Document:
:::

See comparison photos.

22.01.2022




30.01.2022




12.02.2022




12.03.2022




AR started melting (complete melt, the stem as well) from the front most AR and since then it has been expanding to the back most AR (sorry for my English,  if this is a bit confusing to understand). So, in the first day only two started melting, the others appeared to be ok (firm stem) and as time progressed, one or two new started melting. It's like something is being transmitted to the other stems and melts them one by one. (don't know if that makes sense).  It also appears that the AR have some holes in them.
I am a bit baffled of what is going on. Could it be that the AR are adjusting from emmersed state to immersed? However I find this a bit odd, given the way the melting is spreading. Or could it be the H202 treatment? again a bit odd. Or maybe something else? i did notice a lot of fungii from the driftwood (don't know whether this might had any effect)

:::

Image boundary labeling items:

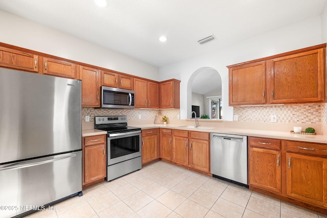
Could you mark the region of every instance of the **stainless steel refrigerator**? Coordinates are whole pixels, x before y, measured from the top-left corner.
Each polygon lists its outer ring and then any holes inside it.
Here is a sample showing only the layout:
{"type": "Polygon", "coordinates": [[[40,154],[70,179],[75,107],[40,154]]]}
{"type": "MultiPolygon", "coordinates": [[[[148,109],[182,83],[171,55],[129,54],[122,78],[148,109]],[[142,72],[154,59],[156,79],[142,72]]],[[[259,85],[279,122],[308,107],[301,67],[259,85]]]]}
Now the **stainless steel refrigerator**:
{"type": "Polygon", "coordinates": [[[81,194],[81,84],[0,68],[0,217],[81,194]]]}

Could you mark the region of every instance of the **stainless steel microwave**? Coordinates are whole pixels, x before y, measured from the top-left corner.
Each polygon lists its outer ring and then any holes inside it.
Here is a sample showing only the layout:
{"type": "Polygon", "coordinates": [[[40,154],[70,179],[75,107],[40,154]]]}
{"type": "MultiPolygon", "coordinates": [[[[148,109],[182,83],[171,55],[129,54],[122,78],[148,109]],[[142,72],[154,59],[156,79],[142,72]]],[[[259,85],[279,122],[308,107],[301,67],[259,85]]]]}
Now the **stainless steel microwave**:
{"type": "Polygon", "coordinates": [[[112,87],[101,86],[101,107],[134,108],[135,92],[112,87]]]}

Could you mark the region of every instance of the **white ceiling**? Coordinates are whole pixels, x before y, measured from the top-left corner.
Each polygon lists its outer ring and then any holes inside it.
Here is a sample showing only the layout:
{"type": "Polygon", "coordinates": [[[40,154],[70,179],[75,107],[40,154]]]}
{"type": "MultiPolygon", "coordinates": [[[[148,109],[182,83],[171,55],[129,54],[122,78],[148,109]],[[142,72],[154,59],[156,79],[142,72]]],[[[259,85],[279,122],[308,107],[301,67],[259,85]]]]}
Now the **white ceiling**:
{"type": "Polygon", "coordinates": [[[0,9],[160,67],[318,15],[326,0],[107,1],[0,0],[0,9]]]}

:::

Written tasks:
a – List every date that appears in the forum post about the melting AR.
b – Reproduce all the image boundary labeling rows, requests included, with 134 added to each coordinate in the polygon answers. Leave the pictures out.

Results for each task:
a –
22.01.2022
30.01.2022
12.02.2022
12.03.2022

b –
Could you mark the region of every instance of the **stainless steel refrigerator**? Coordinates are whole pixels, x before y, measured from the top-left corner.
Each polygon lists its outer ring and then any holes inside it.
Here is a sample showing only the layout:
{"type": "Polygon", "coordinates": [[[40,154],[70,179],[75,107],[40,154]]]}
{"type": "MultiPolygon", "coordinates": [[[[148,109],[182,83],[171,55],[129,54],[122,78],[148,109]],[[142,72],[154,59],[156,79],[142,72]]],[[[259,85],[279,122],[308,107],[301,67],[259,85]]]]}
Now the **stainless steel refrigerator**:
{"type": "Polygon", "coordinates": [[[215,328],[215,218],[134,202],[134,351],[215,328]]]}

Could you mark the region of every instance of the **stainless steel microwave**? Coordinates are whole pixels, x before y, measured from the top-left corner.
Each polygon lists its outer ring and then any holes inside it.
Here is a sample showing only the layout:
{"type": "Polygon", "coordinates": [[[40,154],[70,179],[75,107],[40,154]]]}
{"type": "MultiPolygon", "coordinates": [[[[148,109],[182,83],[171,55],[129,54],[122,78],[148,109]],[[142,72],[154,59],[156,79],[142,72]]],[[[259,85],[279,122],[308,107],[301,67],[259,85]]]]}
Now the **stainless steel microwave**:
{"type": "Polygon", "coordinates": [[[246,221],[235,220],[235,241],[268,242],[269,226],[246,221]]]}

Could you mark the region of every instance of the **white ceiling**? Coordinates are whole pixels, x before y, measured from the top-left corner.
Each polygon lists its outer ring and then any holes inside it.
Here is a sample showing only the layout:
{"type": "Polygon", "coordinates": [[[40,154],[70,179],[75,107],[40,154]]]}
{"type": "MultiPolygon", "coordinates": [[[[148,109],[182,83],[171,55],[129,54],[122,78],[148,109]],[[142,72],[154,59],[156,79],[142,72]]],[[[259,85],[279,122],[308,107],[301,67],[259,85]]]]}
Now the **white ceiling**:
{"type": "Polygon", "coordinates": [[[134,143],[294,201],[452,149],[460,134],[241,135],[134,134],[134,143]]]}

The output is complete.